▶ _TÂCHE COURTE 1_
Traduisez en anglais cette phrase tirée de l'extrait sur les sols alpins : « Dans leur étude, les chercheurs ont distingué deux périodes principales. »

* * * * * * * * *

À la surface de la croûte terrestre s’étend une zone dynamique que l’on appelle « zone critique ». C’est en quelque sorte l’épiderme de notre planète : une zone très riche où siège le vivant et où interagissent l’air, l’eau et la roche. Avec le temps, les sols qui la constituent évoluent, tantôt ils se développent, tantôt ils s’érodent. Depuis quelques millénaires, les activités humaines ont commencé à avoir un impact non négligeable sur les sols [1], alors que le climat en était jusque-là le principal facteur de transformation. Une équipe de chercheurs en géochimie rattachée au Centre national de la recherche scientifique (CNRS) s’est justement penchée sur cette question pour mieux cerner l’implication respective de ces deux facteurs (climat et activités humaines), et a ainsi retracé 10 000 ans d’évolution des sols de la zone critique alpine. En particulier, les chercheurs ont mis en lumière l’implication majeure des activités agropastorales [2] dans l’érosion des sols au cours des 3 800 dernières années. Ces travaux confortent en outre les résultats d’une précédente étude réalisée par les mêmes auteurs il y a un peu plus d’un an.

Caractérisation par des isotopes du lithium

Pour reconstituer l’histoire des sols sur la zone critique alpine, les chercheurs se sont rendus au lac du Bourget. C’est une zone où « l’utilisation des terres par l’Homme et la variabilité bioclimatique régionale depuis le dernier maximum glaciaire sont bien documentées », précisent-ils ; ils y ont mené une campagne d’échantillonnage qui leur a permis de remonter 9 500 ans en arrière. Puis, des analyses chimiques de certains isotopes du lithium contenus dans les sédiments lacustres ont contribué à déterminer, pour des périodes antérieures, si les sols se développaient ou s’érodaient. En comparant ces données avec celles d’autres études réalisées dans la région, les chercheurs ont finalement pu conclure de l’implication respective du climat et/ou des activités humaines dans l’érosion des sols.

Barge de carottage sur le lac du Bourget, en Savoie, lors du carottage des sédiments accumulés dans le fond du lac. Crédit : © William RAPUC / EDYTEM / CNRS Images

Une implication minime du climat …

Dans leur étude, les chercheurs ont distingué deux périodes principales. La première, il y a entre 9 500 à 3 800 ans, englobe uniquement les effets du climat sur le développement des sols dans les Alpes d’Europe occidentale. La seconde, il y a 3 800 ans jusqu’à nos jours, intègre elle les effets observables des activités humaines sur les sols.

* * * * * * * * *

▶ _TÂCHE COURTE 2_
Relevez chaque ligne des enregistrements ci-dessous qui contient la chaîne « woman », en respectant la casse.

(Enregistrements d'un jeu de données sur l'emplacement d'objets)
* * * * * * * * *

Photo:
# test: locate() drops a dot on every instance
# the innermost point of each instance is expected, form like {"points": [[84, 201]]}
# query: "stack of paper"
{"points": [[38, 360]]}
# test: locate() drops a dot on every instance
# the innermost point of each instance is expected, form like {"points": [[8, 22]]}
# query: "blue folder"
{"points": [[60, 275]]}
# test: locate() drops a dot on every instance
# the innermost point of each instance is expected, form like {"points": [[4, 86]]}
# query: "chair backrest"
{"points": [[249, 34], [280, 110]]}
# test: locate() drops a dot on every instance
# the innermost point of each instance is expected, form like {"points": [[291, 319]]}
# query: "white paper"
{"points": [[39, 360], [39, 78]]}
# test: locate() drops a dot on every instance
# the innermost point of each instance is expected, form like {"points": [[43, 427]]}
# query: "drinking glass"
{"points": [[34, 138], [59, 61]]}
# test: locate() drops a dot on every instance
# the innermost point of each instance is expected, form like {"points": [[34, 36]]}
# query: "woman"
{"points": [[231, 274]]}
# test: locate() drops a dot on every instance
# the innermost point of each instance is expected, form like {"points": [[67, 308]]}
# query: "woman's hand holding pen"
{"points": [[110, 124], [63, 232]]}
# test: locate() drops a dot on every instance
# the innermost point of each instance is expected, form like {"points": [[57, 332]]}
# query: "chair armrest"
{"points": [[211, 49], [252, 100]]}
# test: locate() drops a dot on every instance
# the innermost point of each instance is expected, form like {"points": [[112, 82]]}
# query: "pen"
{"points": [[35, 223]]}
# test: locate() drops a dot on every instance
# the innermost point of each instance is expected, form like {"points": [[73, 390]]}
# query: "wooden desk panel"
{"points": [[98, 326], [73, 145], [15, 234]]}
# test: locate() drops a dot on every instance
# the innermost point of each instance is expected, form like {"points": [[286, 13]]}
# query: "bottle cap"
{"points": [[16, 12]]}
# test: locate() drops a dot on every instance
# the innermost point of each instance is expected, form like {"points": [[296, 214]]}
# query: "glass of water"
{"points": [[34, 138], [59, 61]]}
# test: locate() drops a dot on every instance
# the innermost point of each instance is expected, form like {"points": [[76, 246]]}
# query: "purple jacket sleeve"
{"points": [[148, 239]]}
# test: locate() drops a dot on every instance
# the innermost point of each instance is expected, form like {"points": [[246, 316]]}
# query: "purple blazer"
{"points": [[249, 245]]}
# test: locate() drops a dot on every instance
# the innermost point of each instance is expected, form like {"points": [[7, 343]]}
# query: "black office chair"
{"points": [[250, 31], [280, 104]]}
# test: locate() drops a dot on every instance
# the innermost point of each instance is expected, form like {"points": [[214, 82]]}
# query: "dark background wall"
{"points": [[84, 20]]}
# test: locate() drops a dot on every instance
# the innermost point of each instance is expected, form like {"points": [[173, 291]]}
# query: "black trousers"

* * * * * * * * *

▶ _RÉSULTAT 1_
In their study, the researchers distinguished two main periods.

▶ _RÉSULTAT 2_
# query: "woman"
# query: "woman's hand holding pen"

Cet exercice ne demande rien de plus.